## [WHAT TO WORK ON]
All the data should come back exactly as it was given.

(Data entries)
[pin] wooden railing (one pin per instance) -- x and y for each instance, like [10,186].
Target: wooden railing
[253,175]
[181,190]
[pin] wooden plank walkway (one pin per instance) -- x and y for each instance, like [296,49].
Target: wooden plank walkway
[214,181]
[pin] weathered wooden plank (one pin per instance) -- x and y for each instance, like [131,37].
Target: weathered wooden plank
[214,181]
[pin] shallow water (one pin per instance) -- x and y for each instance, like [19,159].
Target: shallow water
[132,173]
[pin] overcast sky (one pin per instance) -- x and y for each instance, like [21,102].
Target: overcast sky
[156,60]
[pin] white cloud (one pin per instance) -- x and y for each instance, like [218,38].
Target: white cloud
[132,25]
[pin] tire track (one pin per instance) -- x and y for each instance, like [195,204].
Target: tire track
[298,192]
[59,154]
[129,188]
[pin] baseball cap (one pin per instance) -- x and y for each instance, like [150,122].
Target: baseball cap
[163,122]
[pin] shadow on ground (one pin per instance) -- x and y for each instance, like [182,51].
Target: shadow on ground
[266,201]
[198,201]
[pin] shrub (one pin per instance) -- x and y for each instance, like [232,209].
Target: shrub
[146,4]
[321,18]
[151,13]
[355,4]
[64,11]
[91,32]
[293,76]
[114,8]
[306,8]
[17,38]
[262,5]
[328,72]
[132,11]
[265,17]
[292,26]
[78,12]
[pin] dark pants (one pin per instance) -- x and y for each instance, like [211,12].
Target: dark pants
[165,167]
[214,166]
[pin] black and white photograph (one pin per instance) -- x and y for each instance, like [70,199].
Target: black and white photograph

## [SOLUTION FOR THIS TASK]
[pin] wooden railing (one pin per instance) -- x and y for each instance, like [10,186].
Target: wooden railing
[253,175]
[181,190]
[pin] wooden plank walkway (one pin per instance) -- x and y for each instance, like [296,49].
Target: wooden plank walkway
[214,181]
[pin] weathered wooden plank (one pin per instance) -- x and y for each instance, like [131,37].
Target: weathered wooden plank
[214,181]
[pin] shallow water (one pin per instance) -- x and y for each instance, like [19,159].
Target: shallow water
[132,173]
[pin] overcast sky (one pin per instance) -- x and y for each instance, like [21,102].
Target: overcast sky
[156,60]
[pin] white cloud (one pin per instance) -- x and y for each instance, like [218,38].
Target: white cloud
[132,25]
[pin] tire track (one pin per instance) -- x and y for each instance, like [195,204].
Target: tire track
[298,192]
[59,154]
[129,188]
[pin] baseball cap (one pin per instance) -- x and y for each instance, like [150,122].
Target: baseball cap
[163,122]
[pin] shadow on ground (one pin per instance) -- x and y for each instance, like [182,51].
Target: shadow on ground
[266,201]
[198,201]
[pin] shrub (one pin per instance) -- x and y for each instance, like [232,209].
Target: shrub
[146,4]
[321,18]
[151,13]
[355,4]
[64,11]
[91,32]
[293,76]
[114,8]
[306,8]
[17,38]
[262,5]
[328,72]
[132,11]
[265,17]
[292,26]
[78,12]
[pin] dark pants (one pin per instance) -- x and y for each instance, like [211,12].
Target: dark pants
[165,167]
[214,166]
[pin] black and white photograph (one pin per instance) -- x and y for each instance, like [70,199].
Target: black and white photograph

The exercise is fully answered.